→ EXERCISE DATA
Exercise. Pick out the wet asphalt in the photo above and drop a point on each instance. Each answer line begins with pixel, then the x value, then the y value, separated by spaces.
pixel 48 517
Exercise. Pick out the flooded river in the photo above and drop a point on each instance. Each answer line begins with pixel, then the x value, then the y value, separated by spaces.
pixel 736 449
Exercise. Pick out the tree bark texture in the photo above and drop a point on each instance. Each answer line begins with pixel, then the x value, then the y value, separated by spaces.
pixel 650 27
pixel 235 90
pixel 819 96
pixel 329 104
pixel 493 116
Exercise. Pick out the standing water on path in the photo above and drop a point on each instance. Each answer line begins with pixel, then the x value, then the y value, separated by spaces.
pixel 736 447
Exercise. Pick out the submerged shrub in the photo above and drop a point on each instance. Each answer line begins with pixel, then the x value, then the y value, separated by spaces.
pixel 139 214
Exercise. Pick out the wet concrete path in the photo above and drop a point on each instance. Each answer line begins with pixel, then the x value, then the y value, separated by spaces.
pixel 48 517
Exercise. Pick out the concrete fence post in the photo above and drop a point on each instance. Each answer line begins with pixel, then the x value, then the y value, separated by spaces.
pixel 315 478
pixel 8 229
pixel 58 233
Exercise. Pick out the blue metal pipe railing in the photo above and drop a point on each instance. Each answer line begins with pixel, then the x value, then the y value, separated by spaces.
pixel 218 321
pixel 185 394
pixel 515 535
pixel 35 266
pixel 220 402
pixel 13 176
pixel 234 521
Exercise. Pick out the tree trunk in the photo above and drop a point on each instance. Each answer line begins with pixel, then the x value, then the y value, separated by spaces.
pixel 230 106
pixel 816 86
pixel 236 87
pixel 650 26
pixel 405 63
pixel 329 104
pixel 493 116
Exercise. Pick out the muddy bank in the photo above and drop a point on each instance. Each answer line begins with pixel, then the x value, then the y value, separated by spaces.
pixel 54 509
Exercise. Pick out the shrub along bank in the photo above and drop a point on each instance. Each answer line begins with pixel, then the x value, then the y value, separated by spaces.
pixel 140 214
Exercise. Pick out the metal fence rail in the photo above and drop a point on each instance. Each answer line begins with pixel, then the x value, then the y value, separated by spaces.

→ PROMPT
Start at the first line and transcribe the data exactly through the last.

→ THE COMPLETED TASK
Exercise. Pick out the wet asphalt in the photo above and drop a point on each instance. Each answer line begins with pixel, then the x value, then the y value, separated by spaces.
pixel 48 517
Exercise. Pick out the flooded river in the photo above and drop a point on each instance. Each answer line begins with pixel, then the x value, then the y value, separated by spaces.
pixel 736 449
Exercise. Pick out the tree bark texture in the photo above and drop a point on each instance. Each answer line begins with pixel, then the x value, then the y value, separated by spaces.
pixel 650 27
pixel 235 90
pixel 819 96
pixel 329 104
pixel 493 116
Exercise. Pick out the standing water on path in the photo above and drop a point on each instance. Each answer line begins with pixel, then the x value, then the y value, separated by spaces.
pixel 736 447
Exercise. Pick out the submerged shrub in the photo above and drop a point on each instance. Each answer line begins with pixel, then the x value, then the y value, separated by spaces.
pixel 139 214
Exercise. Pick out the wet concrete path in the photo above and drop a point on each instance. Each answer line begins with pixel, then the x value, then the y value, separated by spaces.
pixel 48 517
Exercise. Pick out the concrete fence post in the photo above and drop a point on each instance. Each answer line begins with pixel, then the x value, then the y value, separated by spaces.
pixel 315 478
pixel 8 229
pixel 58 233
Exercise. Pick out the blue metal pipe railing in the photo above and drop a point on each instance. Each answer line begins with pixel, then the x value, then the y value, separated by spaces.
pixel 218 321
pixel 185 394
pixel 515 535
pixel 35 266
pixel 220 402
pixel 13 176
pixel 234 521
Exercise. Pick out the tree trunk in the photo above and drop a point on each instance. Each answer line begins with pixel, then the x value, then the y value, separated by spaces.
pixel 230 106
pixel 816 86
pixel 236 87
pixel 650 26
pixel 405 63
pixel 329 104
pixel 493 116
Exercise. Pick out the muddy bank in the photo above and drop a point on each instance. Each answer line begins with pixel, then the x value, then the y value, separated by spaces.
pixel 54 509
Exercise. Pick out the shrub along bank in the photo above and drop a point on each instance. Each answer line begins with pixel, then the x value, then the y value, separated by spaces.
pixel 140 214
Exercise. Pick out the metal fence rail in the photo above and drop a point on each instance. Each answer line begins with pixel, then the x value, then the y value, separated by spaces.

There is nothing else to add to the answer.